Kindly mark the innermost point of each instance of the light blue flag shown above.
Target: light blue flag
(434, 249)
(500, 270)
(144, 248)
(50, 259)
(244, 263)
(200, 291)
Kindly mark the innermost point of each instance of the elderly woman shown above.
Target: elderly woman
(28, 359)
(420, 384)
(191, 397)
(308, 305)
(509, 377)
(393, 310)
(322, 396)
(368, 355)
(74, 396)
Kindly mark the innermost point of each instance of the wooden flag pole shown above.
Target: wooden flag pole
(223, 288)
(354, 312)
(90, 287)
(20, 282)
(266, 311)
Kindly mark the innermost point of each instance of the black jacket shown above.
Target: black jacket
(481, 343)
# # #
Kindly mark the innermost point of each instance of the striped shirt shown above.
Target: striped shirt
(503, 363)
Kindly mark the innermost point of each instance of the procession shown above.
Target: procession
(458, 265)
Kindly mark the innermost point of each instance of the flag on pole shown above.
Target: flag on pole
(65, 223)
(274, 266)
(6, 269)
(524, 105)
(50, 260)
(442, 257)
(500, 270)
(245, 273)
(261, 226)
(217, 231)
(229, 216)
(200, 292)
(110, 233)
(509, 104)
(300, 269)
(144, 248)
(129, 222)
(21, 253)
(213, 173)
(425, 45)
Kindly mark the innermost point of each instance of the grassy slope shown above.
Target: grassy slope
# # #
* Try it *
Using the entries shown above, reproduce verbatim the lines from the line bearing "Kindly mark the innermost point of each instance of the striped" to the line bearing "Target: grassy slope", inclusive.

* Solved exercise *
Kindly mark the innermost point of each instance of the striped shirt shown above.
Target: striped shirt
(503, 363)
Kindly mark the innermost point of each instance of the procession shown above.
Target: procession
(458, 265)
Kindly mark the innermost point of each instance of the flag on pole shown above.
Target: flag on pole
(65, 223)
(274, 266)
(6, 269)
(524, 105)
(50, 260)
(442, 257)
(500, 270)
(245, 273)
(261, 226)
(217, 231)
(229, 216)
(200, 292)
(110, 233)
(509, 104)
(300, 269)
(144, 248)
(129, 222)
(21, 253)
(213, 173)
(425, 45)
Kindly mark the innermost point of each instance of the grassy slope shown above.
Target: grassy slope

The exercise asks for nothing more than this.